== Short task 1 ==
Name every method that the histogram exercise solution calls on the ax object.
== Short task 2 ==
Extend the histogram exercise solution past its last line, picking up right after the call to main ().

== Text passage ==

3.8. Solutions: Lecture 3#
3.8.1. Exercise 3.1#
ex_3.1.py
#!/usr/bin/python
'''
Create a one-dimensional histogram filled with 5 values and save the histogram image to a `png` file
'''
import matplotlib.pyplot as plt
import numpy as np
def main () :
'''
Funzione che implementa il programma principale
'''
# the sample to be represented as an histogram
sample = [1.3977702773941403, 0.74021968956204, 0.559129026598526, 0.034722468927208275, 1.472659179569878]
fig, ax = plt.subplots (nrows = 1, ncols = 1)
ax.hist (sample,
color = 'orange',
)
ax.set_title ('Histogram example', size=14)
ax.set_xlabel ('variable')
ax.set_ylabel ('event counts per bin')
plt.savefig ('ex_3.1.png')
# ---- ---- ---- ---- ---- ---- ---- ---- ---- ---- ---- ---- ----
if __name__ == "__main__":
main ()

== Supplied data ==

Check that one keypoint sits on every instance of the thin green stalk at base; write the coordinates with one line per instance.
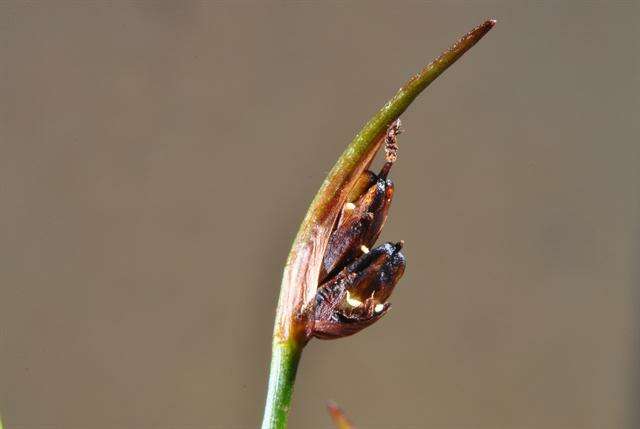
(294, 315)
(282, 375)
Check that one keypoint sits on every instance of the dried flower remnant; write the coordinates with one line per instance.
(364, 214)
(343, 270)
(359, 280)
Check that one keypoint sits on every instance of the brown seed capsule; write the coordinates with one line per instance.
(359, 225)
(356, 297)
(363, 215)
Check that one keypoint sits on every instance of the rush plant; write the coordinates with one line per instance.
(334, 282)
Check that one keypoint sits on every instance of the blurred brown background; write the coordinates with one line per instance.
(157, 158)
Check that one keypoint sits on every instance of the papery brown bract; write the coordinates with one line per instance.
(356, 297)
(359, 224)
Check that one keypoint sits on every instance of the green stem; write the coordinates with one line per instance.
(282, 375)
(294, 323)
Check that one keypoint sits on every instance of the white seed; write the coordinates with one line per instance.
(354, 302)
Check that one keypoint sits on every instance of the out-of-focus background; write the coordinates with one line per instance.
(156, 159)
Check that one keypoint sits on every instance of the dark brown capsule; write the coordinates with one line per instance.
(360, 222)
(357, 296)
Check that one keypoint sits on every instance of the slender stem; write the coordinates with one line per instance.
(282, 375)
(294, 323)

== Task output 1 ==
hist, set_title, set_xlabel, set_ylabel

== Task output 2 ==
3.8.2. Exercise 3.2#
ex_3.2.py
#!/usr/bin/python
'''
Read the text file [eventi_unif.txt](https://github.com/UnimibFisicaLaboratori/UnimibFisicaLabStatPython/blob/main/book/lectures/Lecture_03/exercises/eventi_unif.txt)
* Print the first 10 positive elements to the screen.
* Count the number of events contained in the file.
* Determine the minimum and maximum values among the numbers saved in the file.
'''
import sys
def main () :
'''
Funzione che implementa il programma principale
'''
if (len (sys.argv) < 2) :
print ('usage:', sys.argv[0], 'inputfile.txt')
sys.exit ()
# read the file
with open(sys.argv[1]) as f:
sample = [float (x) for x in f.readlines()]
for elem in sample[:10]:
print (elem)
print ('total number of events:', len (sample))
print ('sample minimum:', min (sample))
print ('sample maximum:', max (sample))
# ---- ---- ---- ---- ---- ---- ---- ---- ---- ---- ---- ---- ----
if __name__ == "__main__":
main ()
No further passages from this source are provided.